§ **Short task**
Transcribe the tail of the listing: start at the line containing "Expected: for every instance of the rear license" and stop after the last line, keeping every character as is and adding nothing.

(Dataset items)
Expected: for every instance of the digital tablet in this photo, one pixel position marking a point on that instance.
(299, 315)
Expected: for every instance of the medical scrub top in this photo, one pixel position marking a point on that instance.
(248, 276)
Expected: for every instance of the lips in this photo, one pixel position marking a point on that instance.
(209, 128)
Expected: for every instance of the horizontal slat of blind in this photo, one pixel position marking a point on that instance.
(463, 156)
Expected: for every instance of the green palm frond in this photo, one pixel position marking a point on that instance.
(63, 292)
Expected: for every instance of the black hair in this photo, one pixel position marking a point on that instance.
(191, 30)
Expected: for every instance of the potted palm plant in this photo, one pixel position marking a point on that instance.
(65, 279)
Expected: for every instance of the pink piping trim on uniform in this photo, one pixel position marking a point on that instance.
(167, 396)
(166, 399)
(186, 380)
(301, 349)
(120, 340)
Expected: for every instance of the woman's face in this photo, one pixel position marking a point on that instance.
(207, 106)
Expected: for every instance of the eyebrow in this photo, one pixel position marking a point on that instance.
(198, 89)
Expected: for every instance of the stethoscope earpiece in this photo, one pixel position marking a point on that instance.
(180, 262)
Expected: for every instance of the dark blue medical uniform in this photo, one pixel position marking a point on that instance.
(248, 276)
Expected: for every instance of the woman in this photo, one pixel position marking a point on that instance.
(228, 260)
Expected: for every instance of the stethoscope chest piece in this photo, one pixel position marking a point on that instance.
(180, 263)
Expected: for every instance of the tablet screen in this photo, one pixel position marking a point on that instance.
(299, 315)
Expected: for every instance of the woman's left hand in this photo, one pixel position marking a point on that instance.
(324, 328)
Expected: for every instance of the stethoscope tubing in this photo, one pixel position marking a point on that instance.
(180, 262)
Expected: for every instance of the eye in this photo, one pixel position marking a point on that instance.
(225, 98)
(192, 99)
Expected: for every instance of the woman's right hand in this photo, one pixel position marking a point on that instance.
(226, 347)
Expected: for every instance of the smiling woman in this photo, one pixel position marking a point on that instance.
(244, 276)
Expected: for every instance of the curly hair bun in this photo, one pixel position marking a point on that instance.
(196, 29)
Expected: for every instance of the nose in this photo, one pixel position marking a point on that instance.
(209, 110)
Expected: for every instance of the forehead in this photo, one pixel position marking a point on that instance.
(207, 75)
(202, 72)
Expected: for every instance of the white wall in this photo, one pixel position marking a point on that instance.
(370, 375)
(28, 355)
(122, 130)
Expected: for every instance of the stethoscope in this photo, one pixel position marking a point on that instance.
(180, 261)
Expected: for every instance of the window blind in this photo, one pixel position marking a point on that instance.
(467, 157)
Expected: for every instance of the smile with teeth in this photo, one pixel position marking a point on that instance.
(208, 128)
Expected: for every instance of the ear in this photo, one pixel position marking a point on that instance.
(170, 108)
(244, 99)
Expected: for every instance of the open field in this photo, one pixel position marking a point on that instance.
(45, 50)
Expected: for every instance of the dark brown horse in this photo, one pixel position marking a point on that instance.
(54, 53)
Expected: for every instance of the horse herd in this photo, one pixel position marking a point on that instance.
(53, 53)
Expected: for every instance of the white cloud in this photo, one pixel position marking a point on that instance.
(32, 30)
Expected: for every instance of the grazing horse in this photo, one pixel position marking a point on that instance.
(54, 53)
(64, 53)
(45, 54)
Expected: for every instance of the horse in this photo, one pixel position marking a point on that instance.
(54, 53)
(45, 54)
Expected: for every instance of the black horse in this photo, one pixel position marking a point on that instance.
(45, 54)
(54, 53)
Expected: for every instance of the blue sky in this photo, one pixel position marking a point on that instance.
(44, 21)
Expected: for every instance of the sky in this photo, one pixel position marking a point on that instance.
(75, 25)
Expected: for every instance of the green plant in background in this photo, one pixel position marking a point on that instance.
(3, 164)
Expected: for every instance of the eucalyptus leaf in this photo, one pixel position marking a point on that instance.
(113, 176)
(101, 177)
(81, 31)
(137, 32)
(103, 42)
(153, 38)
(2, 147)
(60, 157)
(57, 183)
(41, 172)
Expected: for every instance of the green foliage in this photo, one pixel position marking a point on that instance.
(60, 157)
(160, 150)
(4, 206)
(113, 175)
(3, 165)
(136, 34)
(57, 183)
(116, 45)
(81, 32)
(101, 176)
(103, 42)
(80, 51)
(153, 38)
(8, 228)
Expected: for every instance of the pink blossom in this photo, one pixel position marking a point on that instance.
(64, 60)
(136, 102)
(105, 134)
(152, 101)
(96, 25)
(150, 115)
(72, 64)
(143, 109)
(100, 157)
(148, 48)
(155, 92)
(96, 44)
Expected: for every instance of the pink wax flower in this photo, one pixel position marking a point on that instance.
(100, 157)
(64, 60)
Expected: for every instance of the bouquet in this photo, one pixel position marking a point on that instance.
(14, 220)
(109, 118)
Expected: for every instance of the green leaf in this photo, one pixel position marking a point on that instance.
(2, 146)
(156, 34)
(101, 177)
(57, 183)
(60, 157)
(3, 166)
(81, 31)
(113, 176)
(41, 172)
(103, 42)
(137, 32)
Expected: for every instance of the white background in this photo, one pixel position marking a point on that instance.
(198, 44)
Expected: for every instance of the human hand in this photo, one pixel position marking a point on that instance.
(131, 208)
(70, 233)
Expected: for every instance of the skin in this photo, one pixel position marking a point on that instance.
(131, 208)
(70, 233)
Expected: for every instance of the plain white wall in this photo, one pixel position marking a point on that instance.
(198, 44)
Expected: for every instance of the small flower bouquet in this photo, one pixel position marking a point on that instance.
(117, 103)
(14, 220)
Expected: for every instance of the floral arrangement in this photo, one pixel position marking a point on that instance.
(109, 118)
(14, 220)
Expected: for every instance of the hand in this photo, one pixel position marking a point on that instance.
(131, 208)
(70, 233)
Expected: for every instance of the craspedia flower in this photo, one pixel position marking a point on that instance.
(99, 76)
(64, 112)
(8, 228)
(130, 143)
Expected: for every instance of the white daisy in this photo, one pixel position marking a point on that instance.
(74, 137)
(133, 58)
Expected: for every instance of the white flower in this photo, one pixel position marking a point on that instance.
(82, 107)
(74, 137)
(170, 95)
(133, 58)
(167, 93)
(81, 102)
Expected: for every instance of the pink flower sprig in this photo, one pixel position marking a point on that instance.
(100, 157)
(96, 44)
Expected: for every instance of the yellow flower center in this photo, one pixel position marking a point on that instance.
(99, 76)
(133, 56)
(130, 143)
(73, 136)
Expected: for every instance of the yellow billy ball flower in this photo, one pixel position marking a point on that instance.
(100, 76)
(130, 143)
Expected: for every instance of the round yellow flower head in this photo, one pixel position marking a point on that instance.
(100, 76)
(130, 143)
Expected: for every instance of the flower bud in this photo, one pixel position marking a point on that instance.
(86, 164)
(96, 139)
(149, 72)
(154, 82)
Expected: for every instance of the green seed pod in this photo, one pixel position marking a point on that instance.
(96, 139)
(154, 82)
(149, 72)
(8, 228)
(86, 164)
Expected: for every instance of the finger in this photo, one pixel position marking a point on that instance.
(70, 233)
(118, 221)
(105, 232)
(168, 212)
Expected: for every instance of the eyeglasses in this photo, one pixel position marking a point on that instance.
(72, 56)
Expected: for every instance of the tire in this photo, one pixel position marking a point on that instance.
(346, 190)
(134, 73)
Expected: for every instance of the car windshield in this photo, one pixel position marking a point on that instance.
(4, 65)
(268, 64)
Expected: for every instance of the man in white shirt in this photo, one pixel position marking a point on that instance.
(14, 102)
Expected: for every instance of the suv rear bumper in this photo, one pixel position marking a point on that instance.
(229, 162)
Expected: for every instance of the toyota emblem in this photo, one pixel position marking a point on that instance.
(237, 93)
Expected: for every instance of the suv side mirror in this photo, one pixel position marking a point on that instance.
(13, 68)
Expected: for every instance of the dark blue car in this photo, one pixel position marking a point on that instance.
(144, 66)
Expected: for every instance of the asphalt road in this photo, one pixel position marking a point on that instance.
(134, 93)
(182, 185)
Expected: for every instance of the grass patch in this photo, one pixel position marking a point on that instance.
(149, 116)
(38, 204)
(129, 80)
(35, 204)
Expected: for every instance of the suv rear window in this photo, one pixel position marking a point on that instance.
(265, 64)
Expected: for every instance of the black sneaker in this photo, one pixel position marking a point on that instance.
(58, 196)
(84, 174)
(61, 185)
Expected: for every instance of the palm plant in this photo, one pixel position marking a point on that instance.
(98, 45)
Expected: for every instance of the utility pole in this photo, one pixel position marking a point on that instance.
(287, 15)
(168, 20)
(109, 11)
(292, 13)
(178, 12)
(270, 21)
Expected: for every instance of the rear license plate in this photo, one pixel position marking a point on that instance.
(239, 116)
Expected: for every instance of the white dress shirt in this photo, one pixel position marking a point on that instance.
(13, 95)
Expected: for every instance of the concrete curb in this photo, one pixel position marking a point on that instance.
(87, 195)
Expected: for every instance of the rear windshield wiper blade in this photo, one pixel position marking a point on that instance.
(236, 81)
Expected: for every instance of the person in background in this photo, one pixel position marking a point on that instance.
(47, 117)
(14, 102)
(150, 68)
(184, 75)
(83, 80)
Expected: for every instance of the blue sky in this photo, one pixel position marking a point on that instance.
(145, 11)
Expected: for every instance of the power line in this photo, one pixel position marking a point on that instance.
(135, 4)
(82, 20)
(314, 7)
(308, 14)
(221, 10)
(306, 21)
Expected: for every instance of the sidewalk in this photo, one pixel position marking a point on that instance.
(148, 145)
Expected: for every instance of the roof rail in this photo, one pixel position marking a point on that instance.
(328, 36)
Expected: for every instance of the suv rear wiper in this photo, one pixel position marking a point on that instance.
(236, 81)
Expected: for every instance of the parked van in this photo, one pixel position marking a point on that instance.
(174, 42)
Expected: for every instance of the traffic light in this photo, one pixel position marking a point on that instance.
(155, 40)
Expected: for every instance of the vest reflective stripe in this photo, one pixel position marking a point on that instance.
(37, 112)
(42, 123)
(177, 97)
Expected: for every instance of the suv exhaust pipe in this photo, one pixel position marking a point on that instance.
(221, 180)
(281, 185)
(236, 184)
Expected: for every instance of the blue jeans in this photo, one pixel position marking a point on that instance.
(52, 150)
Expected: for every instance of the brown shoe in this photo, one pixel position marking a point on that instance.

§ **Correct response**
Expected: for every instance of the rear license plate in this photo, one pixel position marking a point on that instance.
(239, 116)
Expected: for every instance of the white dress shirt in this photo, one pixel position marking a point on that instance.
(13, 95)
Expected: for every instance of the concrete curb in this photo, one pixel position marking a point on that instance.
(87, 195)
Expected: for every instance of the rear windshield wiper blade in this photo, one pixel position marking a point on that instance.
(236, 81)
Expected: for every instance of the person in background in this photo, one pixel position marking a point on that instance.
(47, 117)
(14, 102)
(150, 68)
(184, 75)
(83, 80)
Expected: for every instance of the blue sky in this photo, one pixel position marking a point on that instance.
(145, 11)
Expected: for every instance of the power line in this photo, one pixel position marking a point on that instance.
(135, 4)
(82, 20)
(314, 7)
(308, 14)
(221, 10)
(306, 21)
Expected: for every instance of the sidewalk in this photo, one pixel position marking a point on that instance.
(148, 145)
Expected: for every instance of the roof rail in this photo, one pixel position marking a point on that instance.
(328, 36)
Expected: for every instance of the suv rear wiper in this photo, one pixel position marking a point on that instance.
(236, 81)
Expected: for every instance of the parked van in this photo, one pixel position marking a point on that instance.
(174, 42)
Expected: for every instance of the traffic light in this photo, one pixel position marking a point on that instance.
(155, 40)
Expected: for every instance of the vest reflective stripe in this photo, one pixel position marking a point on that instance.
(37, 112)
(42, 123)
(177, 97)
Expected: for every instance of the suv exhaust pipe in this photo, one pixel position marking a point on that instance.
(221, 180)
(281, 185)
(236, 184)
Expected: for every instance of the blue jeans in this photo, one pixel position marking a point on that instance.
(52, 150)
Expected: for every instance of the brown shoe in this photo, one pixel position marking a point on that instance.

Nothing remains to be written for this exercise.